▸ **Instructions for the task**
Write the entries below as a JSON list of strings, one string per line and no blank lines. Include only the lines from the one containing "of the person" through the one containing "[(611, 439), (518, 480)]", both ends included.

▸ **Records for the exercise**
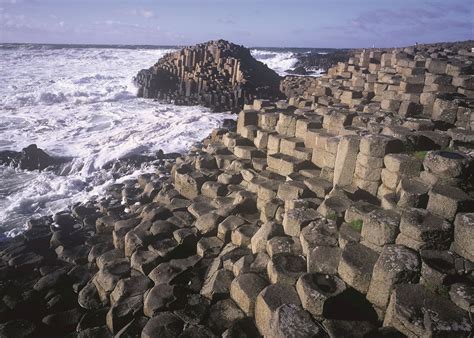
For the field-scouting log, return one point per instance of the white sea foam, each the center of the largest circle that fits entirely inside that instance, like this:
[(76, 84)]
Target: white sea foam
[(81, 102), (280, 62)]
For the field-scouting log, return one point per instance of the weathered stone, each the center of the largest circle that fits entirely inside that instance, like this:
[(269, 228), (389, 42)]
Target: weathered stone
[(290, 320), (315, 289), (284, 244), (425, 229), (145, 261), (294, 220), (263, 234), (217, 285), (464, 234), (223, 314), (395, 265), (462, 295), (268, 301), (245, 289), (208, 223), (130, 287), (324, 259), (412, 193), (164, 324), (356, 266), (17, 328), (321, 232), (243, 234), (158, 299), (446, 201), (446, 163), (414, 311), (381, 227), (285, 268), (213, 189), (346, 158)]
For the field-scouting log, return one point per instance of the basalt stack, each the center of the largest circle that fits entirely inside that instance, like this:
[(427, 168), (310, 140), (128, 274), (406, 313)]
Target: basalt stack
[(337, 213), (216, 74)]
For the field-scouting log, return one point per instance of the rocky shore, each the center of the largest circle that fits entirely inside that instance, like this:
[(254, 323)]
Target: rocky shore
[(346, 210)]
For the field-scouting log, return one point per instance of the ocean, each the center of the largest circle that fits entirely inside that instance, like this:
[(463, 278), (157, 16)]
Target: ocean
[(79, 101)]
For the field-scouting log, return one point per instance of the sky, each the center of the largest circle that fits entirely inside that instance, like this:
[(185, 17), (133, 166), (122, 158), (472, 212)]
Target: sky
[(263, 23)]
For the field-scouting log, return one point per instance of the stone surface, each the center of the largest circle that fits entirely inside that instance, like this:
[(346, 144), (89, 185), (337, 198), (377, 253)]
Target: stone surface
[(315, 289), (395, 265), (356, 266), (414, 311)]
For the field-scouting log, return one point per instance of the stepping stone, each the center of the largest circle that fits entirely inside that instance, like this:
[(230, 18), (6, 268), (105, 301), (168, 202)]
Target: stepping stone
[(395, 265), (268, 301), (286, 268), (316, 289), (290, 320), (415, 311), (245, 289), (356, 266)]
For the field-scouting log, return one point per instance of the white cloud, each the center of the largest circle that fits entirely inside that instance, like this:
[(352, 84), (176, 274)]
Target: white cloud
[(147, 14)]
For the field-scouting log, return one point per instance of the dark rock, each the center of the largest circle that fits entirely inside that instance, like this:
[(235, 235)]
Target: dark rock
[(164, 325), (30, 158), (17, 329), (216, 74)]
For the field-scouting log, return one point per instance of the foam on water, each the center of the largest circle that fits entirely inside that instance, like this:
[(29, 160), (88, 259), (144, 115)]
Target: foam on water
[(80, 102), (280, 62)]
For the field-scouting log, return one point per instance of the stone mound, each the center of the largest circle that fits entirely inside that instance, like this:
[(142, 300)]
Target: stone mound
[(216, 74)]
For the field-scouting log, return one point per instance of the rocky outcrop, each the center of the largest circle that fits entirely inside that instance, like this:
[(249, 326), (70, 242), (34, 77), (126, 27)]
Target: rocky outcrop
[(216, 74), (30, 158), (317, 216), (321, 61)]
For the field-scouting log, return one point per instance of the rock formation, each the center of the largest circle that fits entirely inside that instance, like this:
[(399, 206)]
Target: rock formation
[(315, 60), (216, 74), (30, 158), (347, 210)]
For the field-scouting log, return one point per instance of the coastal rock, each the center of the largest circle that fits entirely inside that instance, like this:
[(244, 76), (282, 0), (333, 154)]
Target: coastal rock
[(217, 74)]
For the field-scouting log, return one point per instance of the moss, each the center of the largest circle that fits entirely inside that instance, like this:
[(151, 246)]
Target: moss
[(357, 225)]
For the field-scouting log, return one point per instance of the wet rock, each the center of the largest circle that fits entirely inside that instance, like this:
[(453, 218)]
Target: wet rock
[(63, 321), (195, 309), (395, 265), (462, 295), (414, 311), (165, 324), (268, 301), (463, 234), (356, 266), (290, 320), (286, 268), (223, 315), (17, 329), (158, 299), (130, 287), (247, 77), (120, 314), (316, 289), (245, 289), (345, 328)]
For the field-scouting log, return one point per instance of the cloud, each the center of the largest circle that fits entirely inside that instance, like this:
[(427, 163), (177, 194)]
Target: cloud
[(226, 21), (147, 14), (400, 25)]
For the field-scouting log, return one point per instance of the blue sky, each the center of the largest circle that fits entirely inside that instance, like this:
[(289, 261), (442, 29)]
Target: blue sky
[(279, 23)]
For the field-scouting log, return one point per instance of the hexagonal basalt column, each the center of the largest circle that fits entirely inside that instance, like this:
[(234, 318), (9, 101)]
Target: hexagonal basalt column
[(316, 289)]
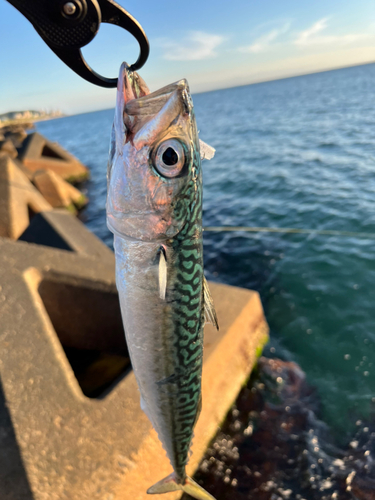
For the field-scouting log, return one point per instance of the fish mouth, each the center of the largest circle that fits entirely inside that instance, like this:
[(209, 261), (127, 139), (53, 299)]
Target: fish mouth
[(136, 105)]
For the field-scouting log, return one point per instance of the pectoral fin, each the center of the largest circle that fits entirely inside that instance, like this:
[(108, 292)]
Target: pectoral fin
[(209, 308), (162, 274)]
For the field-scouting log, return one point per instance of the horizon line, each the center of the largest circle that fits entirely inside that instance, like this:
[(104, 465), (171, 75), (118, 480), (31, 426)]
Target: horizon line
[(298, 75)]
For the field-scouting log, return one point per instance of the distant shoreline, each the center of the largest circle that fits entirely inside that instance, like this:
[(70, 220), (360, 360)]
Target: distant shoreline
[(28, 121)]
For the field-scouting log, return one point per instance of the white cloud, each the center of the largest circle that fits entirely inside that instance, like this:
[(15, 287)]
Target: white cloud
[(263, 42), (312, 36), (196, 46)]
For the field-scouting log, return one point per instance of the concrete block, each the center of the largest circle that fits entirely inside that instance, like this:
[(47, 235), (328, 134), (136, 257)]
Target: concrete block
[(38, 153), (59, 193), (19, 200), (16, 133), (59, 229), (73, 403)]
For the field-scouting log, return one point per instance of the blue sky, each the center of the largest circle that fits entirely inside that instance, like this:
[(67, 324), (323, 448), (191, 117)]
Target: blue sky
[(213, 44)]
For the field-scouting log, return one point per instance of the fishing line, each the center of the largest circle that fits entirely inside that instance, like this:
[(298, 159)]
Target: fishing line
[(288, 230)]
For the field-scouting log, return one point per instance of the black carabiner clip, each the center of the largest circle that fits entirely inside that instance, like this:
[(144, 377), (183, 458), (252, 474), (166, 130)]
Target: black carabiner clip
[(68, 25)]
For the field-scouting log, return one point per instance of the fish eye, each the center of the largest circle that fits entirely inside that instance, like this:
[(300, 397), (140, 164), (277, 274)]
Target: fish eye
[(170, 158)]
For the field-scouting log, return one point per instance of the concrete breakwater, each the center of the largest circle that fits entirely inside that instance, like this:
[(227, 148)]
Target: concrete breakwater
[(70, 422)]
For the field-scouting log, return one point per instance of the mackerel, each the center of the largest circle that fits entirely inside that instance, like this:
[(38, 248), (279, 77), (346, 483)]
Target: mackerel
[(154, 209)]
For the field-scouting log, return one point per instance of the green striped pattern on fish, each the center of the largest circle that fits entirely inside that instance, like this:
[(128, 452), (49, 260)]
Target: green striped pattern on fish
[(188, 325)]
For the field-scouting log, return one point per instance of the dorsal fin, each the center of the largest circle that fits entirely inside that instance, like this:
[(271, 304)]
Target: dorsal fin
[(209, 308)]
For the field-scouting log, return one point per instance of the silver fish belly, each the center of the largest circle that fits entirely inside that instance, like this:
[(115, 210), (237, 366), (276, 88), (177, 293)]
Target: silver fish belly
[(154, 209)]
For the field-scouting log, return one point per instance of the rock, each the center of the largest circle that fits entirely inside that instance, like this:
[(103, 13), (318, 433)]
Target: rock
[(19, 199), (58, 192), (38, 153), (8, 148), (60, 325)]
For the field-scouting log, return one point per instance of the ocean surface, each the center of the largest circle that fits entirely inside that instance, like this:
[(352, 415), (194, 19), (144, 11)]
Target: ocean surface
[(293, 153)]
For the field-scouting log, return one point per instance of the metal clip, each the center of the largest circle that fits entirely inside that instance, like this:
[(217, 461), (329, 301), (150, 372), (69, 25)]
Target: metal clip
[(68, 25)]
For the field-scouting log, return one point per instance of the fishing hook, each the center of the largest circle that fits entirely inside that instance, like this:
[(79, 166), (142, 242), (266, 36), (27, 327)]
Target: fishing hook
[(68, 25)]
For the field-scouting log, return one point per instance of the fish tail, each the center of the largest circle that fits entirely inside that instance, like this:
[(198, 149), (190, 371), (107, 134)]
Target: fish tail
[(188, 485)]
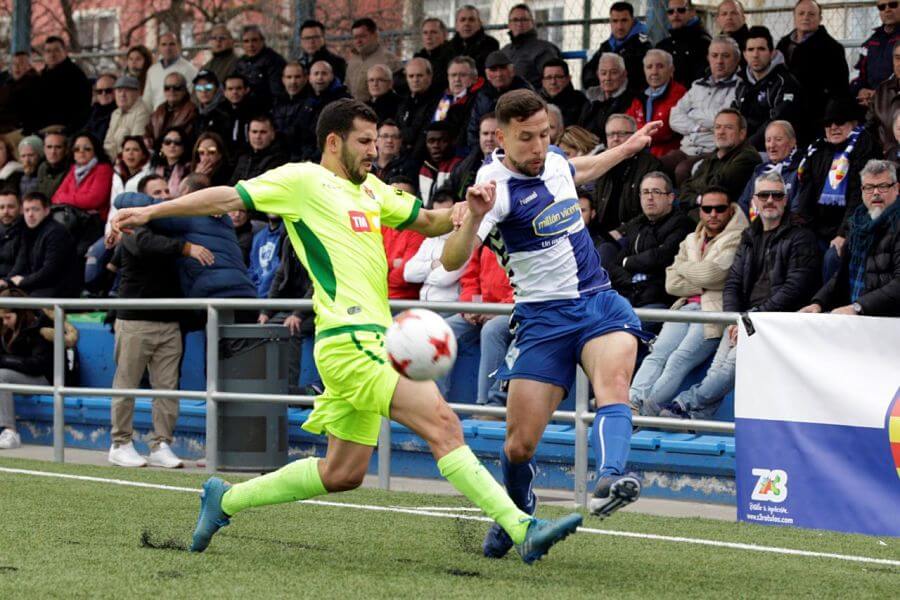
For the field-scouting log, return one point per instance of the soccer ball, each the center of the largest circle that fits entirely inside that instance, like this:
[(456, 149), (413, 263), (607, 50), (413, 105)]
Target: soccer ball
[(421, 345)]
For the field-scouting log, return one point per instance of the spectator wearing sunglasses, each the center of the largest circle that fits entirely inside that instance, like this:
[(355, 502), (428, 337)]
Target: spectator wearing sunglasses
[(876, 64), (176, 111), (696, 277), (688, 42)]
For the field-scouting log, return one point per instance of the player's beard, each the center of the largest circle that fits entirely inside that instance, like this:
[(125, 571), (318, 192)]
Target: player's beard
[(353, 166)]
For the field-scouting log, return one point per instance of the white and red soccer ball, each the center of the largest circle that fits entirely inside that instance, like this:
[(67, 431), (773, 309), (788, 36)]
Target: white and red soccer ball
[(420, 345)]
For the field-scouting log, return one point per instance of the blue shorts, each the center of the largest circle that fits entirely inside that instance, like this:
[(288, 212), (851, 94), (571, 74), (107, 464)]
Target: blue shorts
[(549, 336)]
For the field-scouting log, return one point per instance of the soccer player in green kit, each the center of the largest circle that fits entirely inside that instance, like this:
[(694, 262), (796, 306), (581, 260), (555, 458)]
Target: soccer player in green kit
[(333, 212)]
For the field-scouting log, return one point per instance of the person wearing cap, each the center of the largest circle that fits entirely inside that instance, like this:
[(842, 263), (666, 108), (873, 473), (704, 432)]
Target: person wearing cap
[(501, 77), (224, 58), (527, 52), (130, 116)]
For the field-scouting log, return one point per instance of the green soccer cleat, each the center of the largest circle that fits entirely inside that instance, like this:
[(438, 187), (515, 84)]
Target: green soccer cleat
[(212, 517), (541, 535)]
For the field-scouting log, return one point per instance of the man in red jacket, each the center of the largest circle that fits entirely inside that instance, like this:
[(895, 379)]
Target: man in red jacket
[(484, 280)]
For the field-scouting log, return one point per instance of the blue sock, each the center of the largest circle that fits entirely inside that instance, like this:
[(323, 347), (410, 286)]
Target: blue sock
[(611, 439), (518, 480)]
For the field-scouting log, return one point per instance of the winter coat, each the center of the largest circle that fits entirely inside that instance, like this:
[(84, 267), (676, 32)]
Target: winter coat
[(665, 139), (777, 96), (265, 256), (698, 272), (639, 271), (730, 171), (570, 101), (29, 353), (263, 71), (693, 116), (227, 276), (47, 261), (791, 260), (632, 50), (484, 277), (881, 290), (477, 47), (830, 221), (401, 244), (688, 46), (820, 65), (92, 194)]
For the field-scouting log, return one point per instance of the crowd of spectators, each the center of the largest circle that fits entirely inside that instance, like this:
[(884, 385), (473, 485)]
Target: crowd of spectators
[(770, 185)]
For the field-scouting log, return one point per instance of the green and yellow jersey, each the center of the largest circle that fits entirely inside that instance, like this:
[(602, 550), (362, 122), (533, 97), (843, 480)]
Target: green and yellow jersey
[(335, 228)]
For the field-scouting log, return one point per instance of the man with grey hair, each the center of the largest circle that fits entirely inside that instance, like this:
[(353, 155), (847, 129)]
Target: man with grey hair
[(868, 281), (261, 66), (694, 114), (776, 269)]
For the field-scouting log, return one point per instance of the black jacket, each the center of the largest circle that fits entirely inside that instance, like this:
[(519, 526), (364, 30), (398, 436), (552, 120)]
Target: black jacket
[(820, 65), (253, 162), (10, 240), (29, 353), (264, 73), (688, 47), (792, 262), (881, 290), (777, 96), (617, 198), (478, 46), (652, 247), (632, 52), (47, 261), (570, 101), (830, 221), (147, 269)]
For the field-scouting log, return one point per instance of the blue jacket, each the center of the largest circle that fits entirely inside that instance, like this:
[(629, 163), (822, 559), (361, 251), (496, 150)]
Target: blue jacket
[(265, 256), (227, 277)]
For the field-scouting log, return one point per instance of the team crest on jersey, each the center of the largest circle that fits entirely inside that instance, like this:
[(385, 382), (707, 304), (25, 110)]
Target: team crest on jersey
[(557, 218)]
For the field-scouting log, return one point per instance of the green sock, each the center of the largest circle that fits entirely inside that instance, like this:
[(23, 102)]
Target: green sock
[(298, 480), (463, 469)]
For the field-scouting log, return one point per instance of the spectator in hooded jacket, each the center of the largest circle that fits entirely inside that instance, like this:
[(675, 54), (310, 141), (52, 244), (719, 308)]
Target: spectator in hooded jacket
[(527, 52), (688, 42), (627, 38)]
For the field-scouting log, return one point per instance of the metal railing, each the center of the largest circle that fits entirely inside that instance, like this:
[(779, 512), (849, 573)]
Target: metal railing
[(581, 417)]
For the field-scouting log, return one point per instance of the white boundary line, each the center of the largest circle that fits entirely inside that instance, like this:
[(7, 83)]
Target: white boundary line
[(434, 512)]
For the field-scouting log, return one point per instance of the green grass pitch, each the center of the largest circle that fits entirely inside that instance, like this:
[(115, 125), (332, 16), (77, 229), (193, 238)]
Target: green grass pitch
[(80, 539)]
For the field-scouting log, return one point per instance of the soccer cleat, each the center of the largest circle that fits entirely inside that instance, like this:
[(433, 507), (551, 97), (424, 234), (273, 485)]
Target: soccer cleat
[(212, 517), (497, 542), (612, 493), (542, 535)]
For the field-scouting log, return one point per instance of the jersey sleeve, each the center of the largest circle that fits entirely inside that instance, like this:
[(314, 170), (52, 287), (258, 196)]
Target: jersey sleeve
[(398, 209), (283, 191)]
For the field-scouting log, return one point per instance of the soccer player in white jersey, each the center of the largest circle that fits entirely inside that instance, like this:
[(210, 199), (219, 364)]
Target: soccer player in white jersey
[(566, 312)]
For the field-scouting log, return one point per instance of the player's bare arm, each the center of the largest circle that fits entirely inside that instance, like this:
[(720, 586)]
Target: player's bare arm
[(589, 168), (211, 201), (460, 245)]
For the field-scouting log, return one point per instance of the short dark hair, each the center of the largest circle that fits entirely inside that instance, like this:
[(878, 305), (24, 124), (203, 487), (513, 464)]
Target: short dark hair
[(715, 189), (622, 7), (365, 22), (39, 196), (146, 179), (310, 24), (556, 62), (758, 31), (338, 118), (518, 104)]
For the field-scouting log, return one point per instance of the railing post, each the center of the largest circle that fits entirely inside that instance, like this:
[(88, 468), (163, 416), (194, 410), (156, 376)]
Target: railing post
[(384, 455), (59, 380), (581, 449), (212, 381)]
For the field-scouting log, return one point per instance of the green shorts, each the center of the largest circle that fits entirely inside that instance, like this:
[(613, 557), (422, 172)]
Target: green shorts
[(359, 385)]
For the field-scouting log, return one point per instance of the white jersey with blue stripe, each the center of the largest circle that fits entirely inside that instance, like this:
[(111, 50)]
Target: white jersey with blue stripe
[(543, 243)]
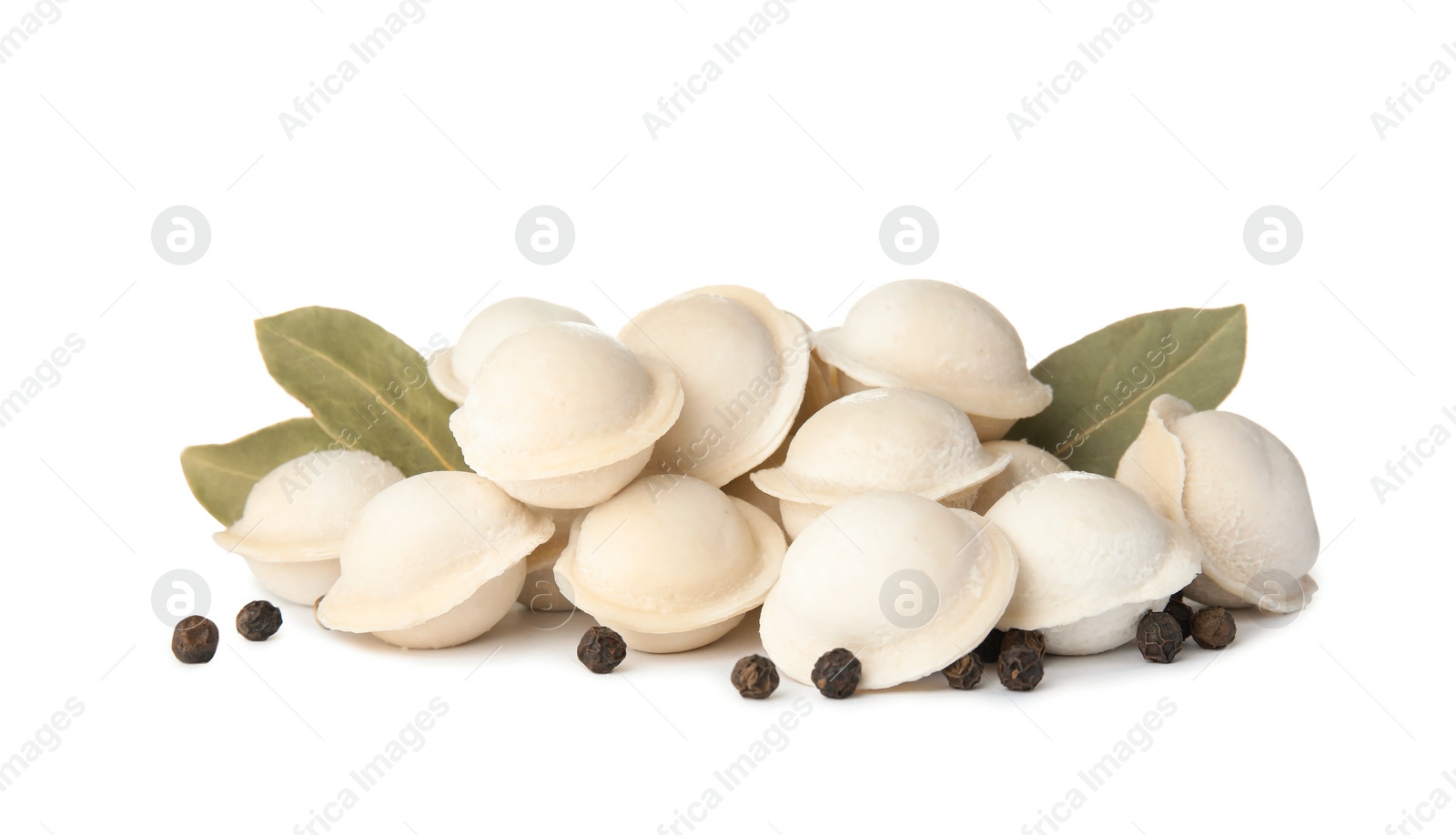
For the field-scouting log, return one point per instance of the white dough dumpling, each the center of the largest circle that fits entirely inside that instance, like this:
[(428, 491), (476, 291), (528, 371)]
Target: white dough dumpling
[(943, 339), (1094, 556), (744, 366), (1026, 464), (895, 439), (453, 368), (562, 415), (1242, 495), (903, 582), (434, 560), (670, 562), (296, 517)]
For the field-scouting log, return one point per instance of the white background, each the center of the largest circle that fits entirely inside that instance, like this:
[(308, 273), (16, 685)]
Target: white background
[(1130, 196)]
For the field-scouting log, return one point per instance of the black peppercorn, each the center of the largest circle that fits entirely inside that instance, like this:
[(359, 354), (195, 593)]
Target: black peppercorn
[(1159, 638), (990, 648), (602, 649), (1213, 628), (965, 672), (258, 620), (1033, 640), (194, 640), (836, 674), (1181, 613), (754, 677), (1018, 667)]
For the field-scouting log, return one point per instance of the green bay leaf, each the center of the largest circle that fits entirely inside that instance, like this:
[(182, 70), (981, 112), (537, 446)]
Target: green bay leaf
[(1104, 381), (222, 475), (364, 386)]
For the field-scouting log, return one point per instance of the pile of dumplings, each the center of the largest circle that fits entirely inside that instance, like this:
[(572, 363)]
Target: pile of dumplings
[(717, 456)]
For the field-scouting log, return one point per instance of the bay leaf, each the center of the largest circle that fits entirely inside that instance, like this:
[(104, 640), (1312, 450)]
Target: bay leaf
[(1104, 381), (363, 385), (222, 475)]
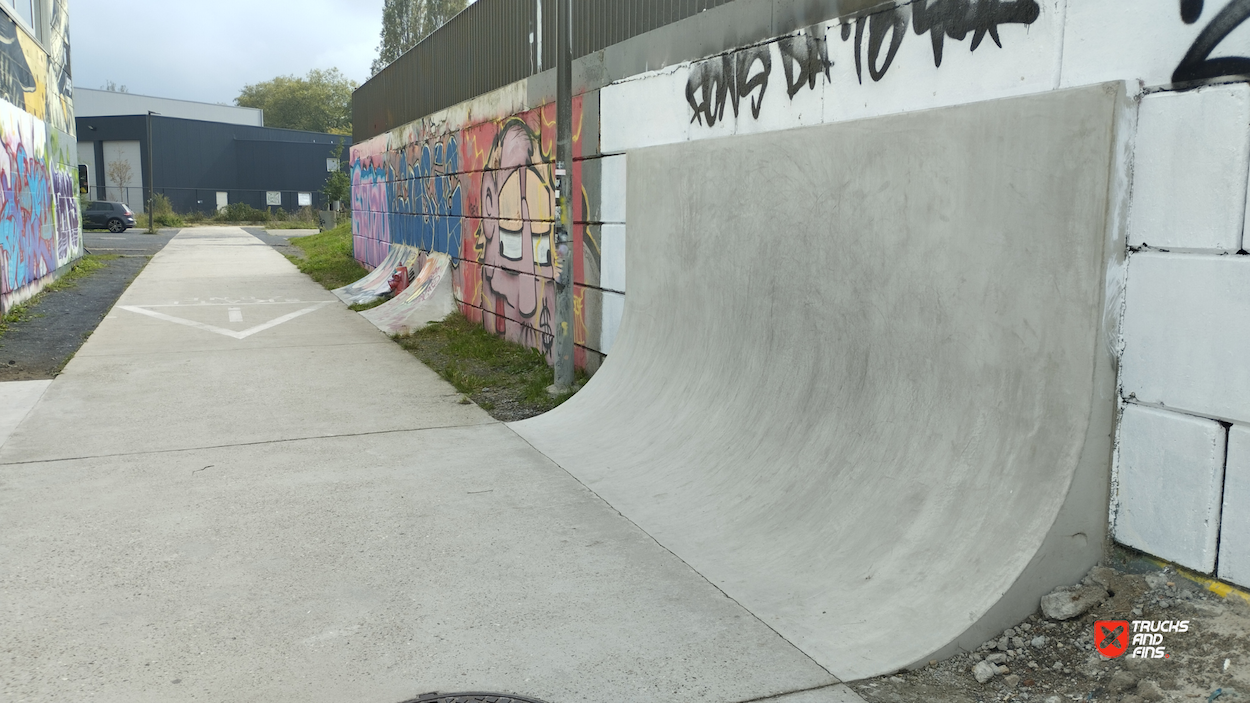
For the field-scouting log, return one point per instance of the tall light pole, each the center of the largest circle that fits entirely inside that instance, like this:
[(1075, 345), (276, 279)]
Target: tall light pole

▸ **Complete response**
[
  "For the field-scouting log, return one point per instance of the person wearing cap, each the center of the largest circle that fits entirely inside that instance, like this:",
  "[(842, 263), (666, 108), (873, 473), (704, 432)]",
  "Target: person wearing cap",
  "[(501, 77), (224, 58), (527, 52), (130, 116)]",
  "For the field-scouting log, return one point per instance of the green soccer cleat, each the center of the largest circle that fits entirely inside that instance, like this:",
  "[(438, 187), (515, 84)]",
  "Target: green soccer cleat",
  "[(212, 517), (541, 535)]",
  "For the field-scouting log, return one point per instance of the man in red jacket, each the center of the largest circle that fits entirely inside that instance, like this:",
  "[(895, 379)]",
  "Target: man in red jacket",
  "[(484, 280)]",
  "For the field-scouting log, return one point per instance of the blue sock, each the center of the largest circle that fits entirely inside that instance, like this:",
  "[(323, 347), (410, 286)]",
  "Target: blue sock",
  "[(611, 439), (518, 480)]"
]